Reading text below:
The UK's regulator of human embryo research regards itself as a worldwide model for protecting patients' interests and public morals while permitting world-leading treatment and research. Indeed, it believes advances in research were driven by regulation. Baroness Ruth Deech, former Chair of the Human Fertilisation and Embryology Authority (HFEA), puts this way: 'From this period (2001) the UK has led the world in both advancing and monitoring stem cell research. The basis on which it does so is that established by the HFEA in 1991 for the regulation of IVF and embryo storage'.
Some prominent scientists also praise the UK system of governance for embryo research. During the Progress Educational Trust (PET) debate on 17 January 'The End of the HFEA: Are We Throwing the Baby Out with the Bathwater?' Professor Robin Lovell-Badge, while not enthusiastic about the HFEA's work, claimed it was the envy of the world and better than the alternatives. It is common to find scientists identifying with the regulator, talking about 'us' rather than 'us and them'. Professor Lovell-Badge also said he looked to the HFEA to lead public debate.
This presentation of a public consensus and common purpose between regulator and scientists needs critical scrutiny. In reality, some of the claims made to support this consensus are vigorously contested. Among them is Baroness Deech's bold claim that the UK leads the world in embryo research because of its approach to governance.
While there is some common purpose between scientists and regulators, there is also tension and antagonism. Professor Lord Robert Winston, for example, argued in 2007: 'America has an unregulated scientific community and yet it is producing by far the most effective and most published and most respected papers in stem cell biology in the world, even though of course it has a President who is set against it'. Professor Lord Winston polarises opinions among researchers as well as regulators. But some researchers concur that, in the UK during the past decade, it has become more difficult to pursue innovative and controversial research.
Partly for this reason, questions continue to be raised about the UK governance of human embryo research. Baroness Deech has complained, writing about Robert Edwards and other researchers: 'Edwards was perhaps committed to the facilitation of science rather than to the imposition of restraints based on public concerns… scientific and medical support for regulation fluctuates in relation to what the scientists may regard as the imperative for freedom in research'. Her criticism could be turned into an observation then viewed from a different perspective to the one she holds.
End of Reading text.
* Exercise
List every person named in the passage on UK embryo research regulation. The records have nothing to do with the passage on UK embryo research regulation.
Dataset below:
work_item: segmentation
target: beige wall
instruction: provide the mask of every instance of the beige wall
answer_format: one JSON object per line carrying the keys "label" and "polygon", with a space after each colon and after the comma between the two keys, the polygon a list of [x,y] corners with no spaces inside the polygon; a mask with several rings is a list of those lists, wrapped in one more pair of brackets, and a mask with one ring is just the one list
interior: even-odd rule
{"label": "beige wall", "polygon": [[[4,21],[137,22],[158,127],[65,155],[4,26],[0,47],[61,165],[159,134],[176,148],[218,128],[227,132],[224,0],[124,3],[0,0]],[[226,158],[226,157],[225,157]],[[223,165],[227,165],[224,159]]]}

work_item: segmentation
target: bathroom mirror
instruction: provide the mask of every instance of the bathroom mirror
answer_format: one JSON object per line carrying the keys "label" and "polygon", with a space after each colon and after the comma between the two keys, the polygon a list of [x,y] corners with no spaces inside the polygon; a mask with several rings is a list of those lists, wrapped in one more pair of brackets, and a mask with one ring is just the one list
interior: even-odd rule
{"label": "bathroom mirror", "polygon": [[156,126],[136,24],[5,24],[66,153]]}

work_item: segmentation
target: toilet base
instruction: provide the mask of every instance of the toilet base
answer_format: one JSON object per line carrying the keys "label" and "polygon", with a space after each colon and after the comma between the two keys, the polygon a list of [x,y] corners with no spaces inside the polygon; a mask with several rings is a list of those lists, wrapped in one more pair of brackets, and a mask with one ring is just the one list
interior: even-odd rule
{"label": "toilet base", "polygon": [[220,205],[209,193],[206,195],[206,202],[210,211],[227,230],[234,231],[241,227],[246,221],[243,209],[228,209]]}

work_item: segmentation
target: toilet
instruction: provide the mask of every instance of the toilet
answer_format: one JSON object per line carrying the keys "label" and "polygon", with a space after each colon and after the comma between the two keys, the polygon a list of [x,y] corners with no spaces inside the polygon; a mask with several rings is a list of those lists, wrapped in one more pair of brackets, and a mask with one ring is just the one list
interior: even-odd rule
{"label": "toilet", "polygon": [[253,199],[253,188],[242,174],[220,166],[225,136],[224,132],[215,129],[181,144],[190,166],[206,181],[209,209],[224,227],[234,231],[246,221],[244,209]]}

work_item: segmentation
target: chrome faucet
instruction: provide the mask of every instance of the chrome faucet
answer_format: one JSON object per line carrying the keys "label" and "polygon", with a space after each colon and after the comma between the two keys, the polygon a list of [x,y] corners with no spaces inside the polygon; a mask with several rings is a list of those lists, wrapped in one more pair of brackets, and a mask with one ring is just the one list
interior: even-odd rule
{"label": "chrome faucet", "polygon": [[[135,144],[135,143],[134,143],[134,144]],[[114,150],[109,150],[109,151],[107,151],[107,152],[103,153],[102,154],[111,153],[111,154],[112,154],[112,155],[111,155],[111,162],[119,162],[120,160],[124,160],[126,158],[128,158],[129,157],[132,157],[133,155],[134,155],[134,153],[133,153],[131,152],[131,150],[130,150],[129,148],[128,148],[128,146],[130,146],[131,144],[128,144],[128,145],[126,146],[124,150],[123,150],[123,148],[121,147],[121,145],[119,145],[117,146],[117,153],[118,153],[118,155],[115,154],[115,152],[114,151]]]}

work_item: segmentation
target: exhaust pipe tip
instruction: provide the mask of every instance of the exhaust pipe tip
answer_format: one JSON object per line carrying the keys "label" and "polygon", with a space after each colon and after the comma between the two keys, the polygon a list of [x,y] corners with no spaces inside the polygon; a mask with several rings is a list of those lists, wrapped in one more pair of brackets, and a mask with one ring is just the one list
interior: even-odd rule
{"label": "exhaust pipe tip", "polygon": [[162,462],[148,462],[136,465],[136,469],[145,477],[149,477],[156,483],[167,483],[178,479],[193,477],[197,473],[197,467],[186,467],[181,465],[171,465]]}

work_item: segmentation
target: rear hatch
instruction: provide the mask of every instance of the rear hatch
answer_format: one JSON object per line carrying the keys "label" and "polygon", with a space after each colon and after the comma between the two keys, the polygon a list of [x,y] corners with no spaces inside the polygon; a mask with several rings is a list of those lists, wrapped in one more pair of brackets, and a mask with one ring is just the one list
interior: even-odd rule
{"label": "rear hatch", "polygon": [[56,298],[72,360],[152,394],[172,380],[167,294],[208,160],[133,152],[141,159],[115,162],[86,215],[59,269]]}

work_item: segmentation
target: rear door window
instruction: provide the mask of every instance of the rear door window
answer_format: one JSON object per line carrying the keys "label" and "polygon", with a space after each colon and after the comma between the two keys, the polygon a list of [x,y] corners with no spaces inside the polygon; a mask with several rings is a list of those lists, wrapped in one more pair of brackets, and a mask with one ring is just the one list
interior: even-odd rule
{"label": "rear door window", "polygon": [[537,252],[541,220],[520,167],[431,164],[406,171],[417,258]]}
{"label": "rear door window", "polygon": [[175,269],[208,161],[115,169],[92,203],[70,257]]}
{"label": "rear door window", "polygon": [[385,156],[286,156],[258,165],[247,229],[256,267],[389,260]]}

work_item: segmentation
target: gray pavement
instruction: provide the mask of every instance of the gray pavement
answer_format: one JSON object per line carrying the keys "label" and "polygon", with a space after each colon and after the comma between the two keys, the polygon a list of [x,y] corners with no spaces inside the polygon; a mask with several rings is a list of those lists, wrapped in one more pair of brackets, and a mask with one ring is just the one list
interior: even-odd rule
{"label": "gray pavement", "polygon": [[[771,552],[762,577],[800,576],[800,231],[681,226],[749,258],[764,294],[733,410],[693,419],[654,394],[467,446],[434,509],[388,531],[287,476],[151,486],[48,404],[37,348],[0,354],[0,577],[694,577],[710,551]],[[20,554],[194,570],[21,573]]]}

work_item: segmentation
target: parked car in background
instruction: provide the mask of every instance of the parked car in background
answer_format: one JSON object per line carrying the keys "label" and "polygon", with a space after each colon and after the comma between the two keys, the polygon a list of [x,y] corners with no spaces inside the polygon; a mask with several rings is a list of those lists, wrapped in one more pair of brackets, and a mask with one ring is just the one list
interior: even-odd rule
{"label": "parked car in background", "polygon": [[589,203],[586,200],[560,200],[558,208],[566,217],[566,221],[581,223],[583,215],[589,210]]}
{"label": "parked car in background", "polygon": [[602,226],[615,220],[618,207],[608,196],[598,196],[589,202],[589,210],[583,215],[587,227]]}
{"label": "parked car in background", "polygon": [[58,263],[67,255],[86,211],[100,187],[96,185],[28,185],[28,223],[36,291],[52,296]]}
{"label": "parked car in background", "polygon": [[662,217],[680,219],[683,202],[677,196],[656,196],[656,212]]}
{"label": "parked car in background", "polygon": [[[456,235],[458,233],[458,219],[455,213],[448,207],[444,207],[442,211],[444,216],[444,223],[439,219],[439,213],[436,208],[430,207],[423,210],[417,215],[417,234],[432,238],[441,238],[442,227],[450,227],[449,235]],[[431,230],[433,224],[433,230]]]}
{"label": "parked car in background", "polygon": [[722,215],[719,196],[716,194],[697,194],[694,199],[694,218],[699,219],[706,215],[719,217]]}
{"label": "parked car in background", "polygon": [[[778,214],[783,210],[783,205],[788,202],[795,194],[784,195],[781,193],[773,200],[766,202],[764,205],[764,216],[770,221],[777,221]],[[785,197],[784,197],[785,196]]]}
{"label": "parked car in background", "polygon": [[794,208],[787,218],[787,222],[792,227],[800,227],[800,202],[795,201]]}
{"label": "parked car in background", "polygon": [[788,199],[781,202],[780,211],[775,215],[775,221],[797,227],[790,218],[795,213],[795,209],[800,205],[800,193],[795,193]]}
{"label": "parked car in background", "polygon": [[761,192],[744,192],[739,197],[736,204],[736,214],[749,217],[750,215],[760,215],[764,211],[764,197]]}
End of Dataset.
* Response to the task
- Baroness Ruth Deech
- Professor Robin Lovell-Badge
- Professor Lord Robert Winston
- Robert Edwards